[Begin Passage shown]

I am no revolutionary

1968, the year of revolutions, only I don’t know it then.

I’m sixteen years old in a brown uniform that has enough pink to make it the colour of mushrooms. I spend my days dressed in this uniform, as my parents have shipped me off to boarding school.

To be more precise, my oldest brother has made the decision that I should leave home along with my younger sister and together the nuns have taken us in so that we can have a roof over our heads while we continue our studies and in time get a place at the university.

The convent roof is terracotta red only I can’t see it from within the school grounds, except low down near the gutters where the tiles on the main building slope down. Otherwise you need to stand well back from the building out on the street in Vaucluse Parade to get a better view.

Even from here, you have the problem of the high fence that surrounds the school to keep girls in and to keep intruders out, and the trees.

There are trees along most of the perimeter of the school, trees that act like prison walls only some of them can be climbed.

Not that I climb them. I am no revolutionary.

In fact, my way of getting along in this life of boarding is to conform. Not only to conform to the expectations and wishes of my teachers, most of whom wear the black habit of nuns, but to be a sycophant, not that I know this then.

If I I had known, I’d cringe to the roots of my hair.

I am excessively polite to everyone. I make it my business to get to know the name of every girl in the school from year seven up. Not so difficult given the school is small with some two hundred pupils at any time.

I have worked out that the best way to get along is to love everyone, like the bible says: ‘Do unto others as you’d have them do to you’. That way you’re safe even if underneath it you hate someone to bits.

You never let it show.

Maria Rizzo hates me. I recognise this from the sneer in her voice whenever she is forced into an encounter with me, as when we are on a shared project together.

I recognise it from the way she pulls her friends aside to let me pass during recess. She does not want to include me.

Much as I try to keep on loving Maria Rizzo, I find it hard.

She is dark haired and olive skinned with the look of someone from the Mediterranean and I can see that she might struggle, too, like the other girls who come from Greece and Italy, the other girls whose skin is not pale like mine and whose hair is dark and rough in texture, a roughness that can make such hair hard to tame.

The girls from Greece and Italy in 1968 in a convent school in Richmond, Melbourne are the most unwanted ones, apart from Juliana Kibble who might well have been Australian, though her second name suggests someone foreign from England.

Most foreign of all, she walks around the school and keeps to herself.

No one wants to go near her.

Is it that she lets off a bad smell?

Her uniform looks clean enough, cleaner than mine, but she has a look of neglect. The look of someone, irrespective of uniform or her dark hair tied back in a neat ponytail, of someone you want to avoid, or else she might contaminate you with something of her abjection.

[End Passage shown]
[Begin Collected material]

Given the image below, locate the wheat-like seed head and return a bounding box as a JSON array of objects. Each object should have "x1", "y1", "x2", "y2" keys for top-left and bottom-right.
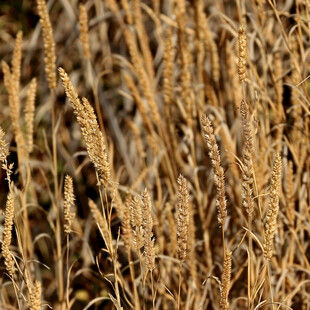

[End Collected material]

> Task requirements:
**1)** Reproduce the part of the convent school passage that begins at the words "If I I had known, I’d" and stops after "at any time.".
**2)** Carry the convent school passage forward from its final sentence.

> Results by task:
**1)**
If I I had known, I’d cringe to the roots of my hair.

I am excessively polite to everyone. I make it my business to get to know the name of every girl in the school from year seven up. Not so difficult given the school is small with some two hundred pupils at any time.

**2)**
And you would become one of the outcasts, the unspeakables.

No, it is better by far to go around the school with the biggest smile plastered on my far too thin lips, making sure to keep them closed so that my teeth do not show, otherwise others might see that some of my teeth have turned the yellow brown of rot.

I befriend Juliana Kibble. I am kind to her even though she makes it hard work by not reaching out to me or to anyone else in the schoolyard.

She sits on the edge during basketball matches and while others huddle together in groups to applaud the home team when they play against visiting schools, Juliana looks as though she lives in a world of her own.

People keep a wide arc around her.

In 1968, a year as long as any other, with the usual summer, autumn, winter and spring, the seasons stay the same for me apart from changing from the mushroom brown linen school dress with its short sleeves and white collar for warm weather, into the navy tunic and white blouse topped off by a dark blue jumper and blazer for the cold.

We are not permitted to wear our blazers by day, but only when we are out on the street or during religious ceremonies.

Some girls try to keep their blazers on during class time because the rooms are Antarctic cold but they displease their teachers even as the nuns can keep warm under layers of fabric and fingerless gloves and the lay teachers wear winter coats and scarves.

‘Character building’, I hear the teachers say and go along with them in my attempts to build my own character into someone who is strong. Someone who can withstand the cold and the hatred of Maria Rizzo, along with the eerie silence of Juliana Kibble and the insults of the mathematics teacher who only likes girls who are good with sums.

I smile at this mathematical nun when she hobbles past, crippled by arthritis in her fingers and toes.

‘She’s only like that because she’s in pain,’ my sister tells me.

But my sister is better with numbers than me, nor does she choose to spend her days trying to make everyone like her.

Her job is easier. Or so I think in those days of revolution when I should have bucked the system.

When I should have tried to find a more purposeful way.

Instead, I figured if you’re in prison, then the best way to get along is to befriend guards and fellow prisoners alike, and not offend a soul, even if someone like Maria Rizzo takes offence at your overtures.

No revolutions here.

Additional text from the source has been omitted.